Lower Limb Prosthetic Sockets and Suspension Systems

Original Editor - Tarina van der Stockt Top Contributors - Tarina van der Stockt, Kim Jackson and Tony Lowe  

Socket Casting, Positive Mould, and Rectification

The prosthetic socket is the primary and critical interface between the amputee's residual limb and the rest of the prosthesis,[1][2] and therefore a good, comfortable fit is required to ensure a positive outcome is reached in an amputees rehabilitation[2]. The socket has to be efficiently fitted, have adequate load transmission, and it needs to ensure stability and control[1]. Many patients with amputations stop wearing their prosthesis and a major cause is socket-related problems (poor fit, poor biomechanics, and reduced control)[1].

The process of making a socket begins with taking measurements and a negative cast of the residual limb. The cast is filled with plaster to create a positive mould. The positive mould is then modified to optimize the socket fit, this process is called “rectification”.  The socket is then laminated using carbon and resin to create the custom socket, this is referred to as the definitive socket. A “check”/test/diagnostic socket is sometimes fabricated before creating the definitive socket (this socket is usually transparent, allowing the clinician a complete view to evaluate the fit and make changes). Multiple fittings are at times necessary to assure the best possible design with a comfortable and effective fit. Generally, test sockets are made out of plastic. Definitive sockets are laminated and can be made with fibreglass, carbon fibre, or nylon materials[3].

INSTRUCTIONS>
**1.** From the text on prosthetic sockets, list every socket-related problem that the text names as a cause of patients giving up their prosthesis.
**2.** Write out the passage of the text on prosthetic sockets starting with "The process of" and going on through "fibre, or nylon materials[3].".

PROVIDED RECORDS>
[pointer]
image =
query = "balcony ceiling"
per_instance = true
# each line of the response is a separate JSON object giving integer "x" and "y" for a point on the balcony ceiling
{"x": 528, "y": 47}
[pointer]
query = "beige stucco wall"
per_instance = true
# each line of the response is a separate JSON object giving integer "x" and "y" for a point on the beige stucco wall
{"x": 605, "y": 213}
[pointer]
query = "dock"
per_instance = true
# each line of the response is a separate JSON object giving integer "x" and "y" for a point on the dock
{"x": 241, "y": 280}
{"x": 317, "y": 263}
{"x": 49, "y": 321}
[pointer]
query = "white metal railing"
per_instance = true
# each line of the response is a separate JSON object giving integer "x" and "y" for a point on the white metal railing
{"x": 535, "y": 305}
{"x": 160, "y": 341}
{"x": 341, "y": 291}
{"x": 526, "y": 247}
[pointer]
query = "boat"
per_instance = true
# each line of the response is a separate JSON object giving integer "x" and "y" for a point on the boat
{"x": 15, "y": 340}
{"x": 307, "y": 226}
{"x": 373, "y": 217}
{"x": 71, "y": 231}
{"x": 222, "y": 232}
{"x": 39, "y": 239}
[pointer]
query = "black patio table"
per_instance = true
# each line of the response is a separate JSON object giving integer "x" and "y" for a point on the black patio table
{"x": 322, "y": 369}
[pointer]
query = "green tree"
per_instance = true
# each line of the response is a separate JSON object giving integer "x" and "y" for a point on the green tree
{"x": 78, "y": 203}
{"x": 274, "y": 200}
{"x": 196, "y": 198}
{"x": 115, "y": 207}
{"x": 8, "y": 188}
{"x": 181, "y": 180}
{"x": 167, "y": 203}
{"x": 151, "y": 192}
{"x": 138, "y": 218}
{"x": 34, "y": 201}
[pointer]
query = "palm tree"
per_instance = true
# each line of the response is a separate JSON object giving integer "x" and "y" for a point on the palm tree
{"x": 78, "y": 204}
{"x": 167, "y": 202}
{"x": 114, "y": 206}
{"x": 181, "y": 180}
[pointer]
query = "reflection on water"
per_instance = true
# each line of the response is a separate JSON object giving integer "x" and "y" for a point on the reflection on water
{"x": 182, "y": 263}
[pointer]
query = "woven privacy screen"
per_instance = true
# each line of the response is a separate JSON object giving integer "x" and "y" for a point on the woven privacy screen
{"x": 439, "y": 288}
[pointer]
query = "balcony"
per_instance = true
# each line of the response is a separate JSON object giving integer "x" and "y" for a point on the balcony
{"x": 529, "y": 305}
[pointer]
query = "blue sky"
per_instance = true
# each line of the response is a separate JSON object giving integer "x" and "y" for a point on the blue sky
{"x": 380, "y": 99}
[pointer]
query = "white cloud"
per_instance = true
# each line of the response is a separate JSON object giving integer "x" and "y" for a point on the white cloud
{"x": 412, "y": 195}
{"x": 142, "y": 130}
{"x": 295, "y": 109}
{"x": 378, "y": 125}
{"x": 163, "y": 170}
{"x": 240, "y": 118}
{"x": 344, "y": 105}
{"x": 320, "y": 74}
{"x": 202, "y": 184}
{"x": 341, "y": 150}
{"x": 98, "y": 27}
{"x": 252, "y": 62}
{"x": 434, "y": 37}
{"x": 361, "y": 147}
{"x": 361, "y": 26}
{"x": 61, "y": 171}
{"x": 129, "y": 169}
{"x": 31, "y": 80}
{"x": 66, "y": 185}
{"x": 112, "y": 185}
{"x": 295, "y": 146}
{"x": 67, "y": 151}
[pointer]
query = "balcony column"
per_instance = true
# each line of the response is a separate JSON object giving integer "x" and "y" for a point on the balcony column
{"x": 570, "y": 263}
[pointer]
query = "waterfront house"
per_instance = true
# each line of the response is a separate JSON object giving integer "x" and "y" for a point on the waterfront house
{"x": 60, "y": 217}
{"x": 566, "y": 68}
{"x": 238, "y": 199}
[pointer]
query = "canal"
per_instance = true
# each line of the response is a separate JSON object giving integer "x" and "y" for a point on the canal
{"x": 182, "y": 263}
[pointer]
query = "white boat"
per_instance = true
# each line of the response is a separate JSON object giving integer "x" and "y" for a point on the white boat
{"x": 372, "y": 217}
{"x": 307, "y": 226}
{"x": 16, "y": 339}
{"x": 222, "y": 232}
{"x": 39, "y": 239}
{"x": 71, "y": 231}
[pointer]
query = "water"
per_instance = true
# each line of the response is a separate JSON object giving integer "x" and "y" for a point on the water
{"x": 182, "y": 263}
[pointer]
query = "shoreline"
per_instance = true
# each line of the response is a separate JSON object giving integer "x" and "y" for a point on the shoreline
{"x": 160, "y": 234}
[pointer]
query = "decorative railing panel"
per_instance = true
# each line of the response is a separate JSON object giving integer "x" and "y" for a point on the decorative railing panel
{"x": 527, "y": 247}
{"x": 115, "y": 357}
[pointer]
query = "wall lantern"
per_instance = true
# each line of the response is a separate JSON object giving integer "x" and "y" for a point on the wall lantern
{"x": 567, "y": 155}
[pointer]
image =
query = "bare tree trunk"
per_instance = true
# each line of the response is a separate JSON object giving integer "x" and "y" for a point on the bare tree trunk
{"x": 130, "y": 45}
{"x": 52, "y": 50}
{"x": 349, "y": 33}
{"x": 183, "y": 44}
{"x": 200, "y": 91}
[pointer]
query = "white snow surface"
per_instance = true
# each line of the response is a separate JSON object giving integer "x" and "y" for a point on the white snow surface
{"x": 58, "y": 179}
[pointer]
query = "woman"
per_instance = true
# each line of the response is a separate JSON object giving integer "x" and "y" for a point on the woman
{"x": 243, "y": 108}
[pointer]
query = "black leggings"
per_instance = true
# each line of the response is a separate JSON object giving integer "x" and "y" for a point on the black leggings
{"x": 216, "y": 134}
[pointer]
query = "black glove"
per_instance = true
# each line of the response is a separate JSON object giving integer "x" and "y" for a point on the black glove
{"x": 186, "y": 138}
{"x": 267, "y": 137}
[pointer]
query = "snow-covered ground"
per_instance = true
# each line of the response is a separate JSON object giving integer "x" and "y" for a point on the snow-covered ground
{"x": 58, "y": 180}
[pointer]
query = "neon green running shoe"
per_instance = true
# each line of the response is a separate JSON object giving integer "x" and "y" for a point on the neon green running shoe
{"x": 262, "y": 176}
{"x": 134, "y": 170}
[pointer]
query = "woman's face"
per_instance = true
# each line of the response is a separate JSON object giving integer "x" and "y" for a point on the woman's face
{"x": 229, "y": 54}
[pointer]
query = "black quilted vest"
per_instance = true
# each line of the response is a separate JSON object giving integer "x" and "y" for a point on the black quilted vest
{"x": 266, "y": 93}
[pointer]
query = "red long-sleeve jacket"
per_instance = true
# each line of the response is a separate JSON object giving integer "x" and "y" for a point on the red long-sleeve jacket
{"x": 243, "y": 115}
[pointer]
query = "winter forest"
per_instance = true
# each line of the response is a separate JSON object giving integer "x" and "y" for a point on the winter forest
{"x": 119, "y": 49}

ANSWERS FOR THE EXERCISE>
**1.** Poor fit, poor biomechanics, reduced control

**2.**
The process of making a socket begins with taking measurements and a negative cast of the residual limb. The cast is filled with plaster to create a positive mould. The positive mould is then modified to optimize the socket fit, this process is called “rectification”.  The socket is then laminated using carbon and resin to create the custom socket, this is referred to as the definitive socket. A “check”/test/diagnostic socket is sometimes fabricated before creating the definitive socket (this socket is usually transparent, allowing the clinician a complete view to evaluate the fit and make changes). Multiple fittings are at times necessary to assure the best possible design with a comfortable and effective fit. Generally, test sockets are made out of plastic. Definitive sockets are laminated and can be made with fibreglass, carbon fibre, or nylon materials[3].